-- Start of MATERIAL FOR THIS EXERCISE --

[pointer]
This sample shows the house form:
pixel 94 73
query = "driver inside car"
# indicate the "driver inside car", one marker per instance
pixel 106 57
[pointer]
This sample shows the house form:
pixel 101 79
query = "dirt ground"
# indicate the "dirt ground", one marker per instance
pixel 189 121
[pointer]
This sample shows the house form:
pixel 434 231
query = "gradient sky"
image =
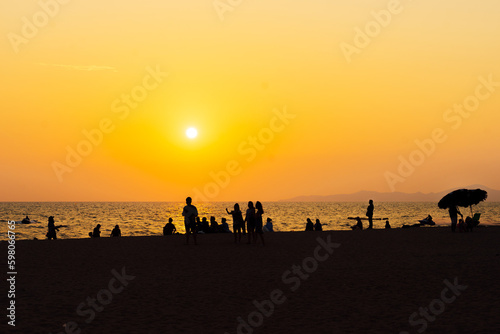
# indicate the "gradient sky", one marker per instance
pixel 353 120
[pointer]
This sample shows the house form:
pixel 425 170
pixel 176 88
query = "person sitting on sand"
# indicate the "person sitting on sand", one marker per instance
pixel 214 227
pixel 461 226
pixel 97 232
pixel 309 225
pixel 359 225
pixel 116 232
pixel 51 233
pixel 269 225
pixel 169 228
pixel 190 213
pixel 238 223
pixel 318 226
pixel 204 226
pixel 250 221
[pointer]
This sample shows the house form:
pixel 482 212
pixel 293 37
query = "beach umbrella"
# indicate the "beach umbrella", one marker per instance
pixel 463 197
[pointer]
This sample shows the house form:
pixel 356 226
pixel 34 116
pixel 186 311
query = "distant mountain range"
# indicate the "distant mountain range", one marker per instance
pixel 364 196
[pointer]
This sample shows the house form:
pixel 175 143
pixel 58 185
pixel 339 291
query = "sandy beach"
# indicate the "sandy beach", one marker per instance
pixel 300 282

-- End of MATERIAL FOR THIS EXERCISE --

### DIRECTIONS FOR THIS TASK
Please edit the entries above so that every "marker" reads "point" and all else stays unchanged. Leave the pictures out of your answer.

### COMPLETE RESPONSE
[pointer]
This sample shows the house form:
pixel 94 73
query = "driver inside car"
# indicate the "driver inside car", one point per instance
pixel 106 57
[pointer]
This sample shows the house form:
pixel 101 79
query = "dirt ground"
# indicate the "dirt ground", one point per instance
pixel 189 121
[pointer]
This sample shows the house form:
pixel 434 231
query = "gradient sky"
image =
# indicate the "gradient sky", one point per instance
pixel 353 120
[pointer]
This sample shows the house form:
pixel 425 170
pixel 176 88
query = "person sitting on sand"
# indicate the "person sitting on sand", one point per instance
pixel 214 227
pixel 461 226
pixel 97 232
pixel 309 225
pixel 359 225
pixel 116 232
pixel 51 233
pixel 269 225
pixel 169 228
pixel 190 213
pixel 238 223
pixel 318 226
pixel 204 226
pixel 250 221
[pointer]
This sample shows the house form:
pixel 482 212
pixel 293 37
query = "beach umbrella"
# indicate the "beach umbrella", one point per instance
pixel 463 197
[pointer]
This sample shows the house form:
pixel 356 226
pixel 34 116
pixel 186 311
query = "distant mountain range"
# indicate the "distant mountain range", one point per instance
pixel 364 196
[pointer]
This sample shows the house form:
pixel 175 143
pixel 58 185
pixel 339 291
query = "sandy beach"
# indicate the "sandy beach", one point per instance
pixel 300 282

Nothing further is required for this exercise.